● Description of the task: Condense the paragraph of the dioxin update that begins "Closed negotiations between Michigan" into a shorter version that keeps its main facts.

Lone Tree Council and TRW

Dioxin Update

January 14, 2005 # 30


Happy New Year. It's January 2005:

26 years and 5 months since Dow Chemical was identified as the primary, if not sole contributor to dioxin contamination in Midland, the Tittabawassee River, Saginaw River, and Saginaw Bay. (August 8, 1978, communication to J. Merenda, Director, Assessment Division, OTE/OTS from F. Kover)

19 years and 2months since high dioxin levels were found in the City of Midland ( Milt Clark EPA Oct. 1985)

4 years and 3 months since high dioxin concentrations were found at Greenpoint in Saginaw Co. ( Oct. 12th 2000 e-mail exchange between Dr. L. Dykema MDCH and Ms. Sue Kaelber Matlock, MDEQ)

36 months since Lone Tree Council and MEC issued press release detailing the dioxin contamination of the entire Tittabawassee River. The finding a result of a Freedom of Information request.

1 month since the highest levels of dioxin ( 11,000 ppt) to date were identified in the Saginaw River. ( US Army Corp of Engineers)


Groups Urge Governor toward a successfull conclusion to the closed door negotiations with Dow 12-27-04

Closed negotiations between Michigan and Dow Chemical Company regarding the cleanup of dioxin were slated to conclude October 31st, but have dragged on an additional two months. The Michigan Environmental Council, the Lone Tree Council, Sierra Club, Ecology Center, Clean Water Action, Tittabawassee River Watch, Citizens Against Toxic Chemicals, and Environmental Health Watch released cleanup guidelines in anticipation that the results of the negotiations will soon come to an end soon.

In a a seven-point set of dioxin cleanup guidelines for the Midland-Saginaw Bay area, we urged the Granholm administration to successfully conclude still-secret talks with Dow Chemical Company over the fate of the Tittabawassee and Saginaw River watersheds.

● Supplied records:
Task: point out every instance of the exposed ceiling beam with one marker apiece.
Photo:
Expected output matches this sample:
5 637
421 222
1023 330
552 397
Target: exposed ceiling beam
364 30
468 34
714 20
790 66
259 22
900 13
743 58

● Written response: Michigan's closed talks with Dow Chemical Company on dioxin cleanup were due to end October 31st but ran two months longer. Expecting them to end soon, eight groups released cleanup guidelines: the Michigan Environmental Council, Lone Tree Council, Sierra Club, Ecology Center, Clean Water Action, Tittabawassee River Watch, Citizens Against Toxic Chemicals, and Environmental Health Watch.